One other cause for "making oil" is stuck thermostats. If the engine always operates at too cold temperature it will cause poor combustion with the resultant gasoline vapor forced into the crankcase. Some of the vapor will condense and elevate the oil level. Running at below nominal temp also causes excessive carbon deposits to form in the combustion chamber and will exacerbate wear and poor performance.

Just sayin'.
 
Thanks again. So how would one check for a stuck thermostat? Can temperature be measured at the pee hole when hot? I am guessing that fuel pump seals cause more issues than thermostats.
 
A good question.

One way would be to hold your hand on the bypass tube (item 14 in the parts page link) as the engine runs and begins to heat up. If the thermostat is operating correctly, there will be a point when, as the thermostat begins to open, the temperature of that tube will suddenly change.

A better method, that would yield more useful info, would be to use an infrared temp gun aimed at the cylinder head where the thermostat is located. The head should rapidly get hotter and hotter and then the temperature will go down a bit and back up a bit in what is called "modulation" as the thermostat opens and closes to maintain a constant operating temp. You would expect this "stabilization" to take place at around 160f to 170f if all is well. If it is a bit higher or lower than that, it's nothing to be concerned about. Heat transfer to the surface of the metal for the gun to read will vary greatly depending on several factors including what the water make up is.

Excerpted records ->
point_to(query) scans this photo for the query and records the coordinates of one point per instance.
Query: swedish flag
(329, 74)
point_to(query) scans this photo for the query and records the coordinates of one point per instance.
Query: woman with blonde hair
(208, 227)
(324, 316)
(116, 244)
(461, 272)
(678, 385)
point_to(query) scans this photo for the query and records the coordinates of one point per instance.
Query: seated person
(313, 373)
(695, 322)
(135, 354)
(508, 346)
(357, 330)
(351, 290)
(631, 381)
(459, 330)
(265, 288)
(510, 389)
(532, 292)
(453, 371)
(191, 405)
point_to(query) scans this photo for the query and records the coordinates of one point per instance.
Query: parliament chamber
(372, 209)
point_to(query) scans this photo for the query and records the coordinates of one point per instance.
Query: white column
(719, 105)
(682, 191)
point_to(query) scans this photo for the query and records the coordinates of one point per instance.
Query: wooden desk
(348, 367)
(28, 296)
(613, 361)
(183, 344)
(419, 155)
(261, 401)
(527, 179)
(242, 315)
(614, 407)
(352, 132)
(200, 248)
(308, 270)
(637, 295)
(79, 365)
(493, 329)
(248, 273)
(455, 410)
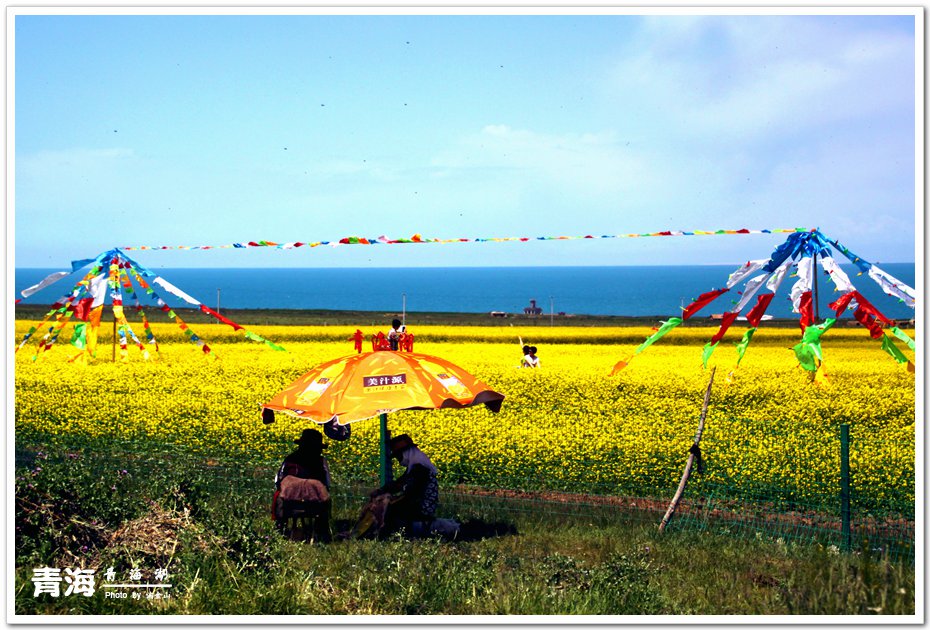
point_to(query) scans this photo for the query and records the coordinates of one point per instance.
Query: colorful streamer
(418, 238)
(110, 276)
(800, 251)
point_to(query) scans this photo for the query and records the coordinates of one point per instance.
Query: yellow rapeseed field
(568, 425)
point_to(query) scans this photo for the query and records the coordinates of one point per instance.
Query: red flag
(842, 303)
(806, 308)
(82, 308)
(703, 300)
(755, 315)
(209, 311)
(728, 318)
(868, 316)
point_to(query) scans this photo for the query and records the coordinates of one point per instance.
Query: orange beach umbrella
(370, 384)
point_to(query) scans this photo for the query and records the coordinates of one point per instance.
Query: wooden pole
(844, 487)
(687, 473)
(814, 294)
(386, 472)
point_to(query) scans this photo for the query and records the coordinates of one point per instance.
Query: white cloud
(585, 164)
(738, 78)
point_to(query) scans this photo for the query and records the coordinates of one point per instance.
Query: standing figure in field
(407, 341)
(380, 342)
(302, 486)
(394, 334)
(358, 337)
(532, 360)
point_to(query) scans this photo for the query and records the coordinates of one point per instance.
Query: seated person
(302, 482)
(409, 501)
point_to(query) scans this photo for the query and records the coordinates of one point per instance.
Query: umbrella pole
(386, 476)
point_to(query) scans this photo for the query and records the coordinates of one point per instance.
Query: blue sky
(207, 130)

Exercise goal -> List every consequence that the thermostat discussion ties to an engine running colder than it should. The items play no part in this exercise.

Complete output ->
- Poor combustion
- Gasoline vapor forced into the crankcase
- A raised oil level as some of that vapor condenses
- Excessive carbon deposits in the combustion chamber
- Worse wear
- Worse performance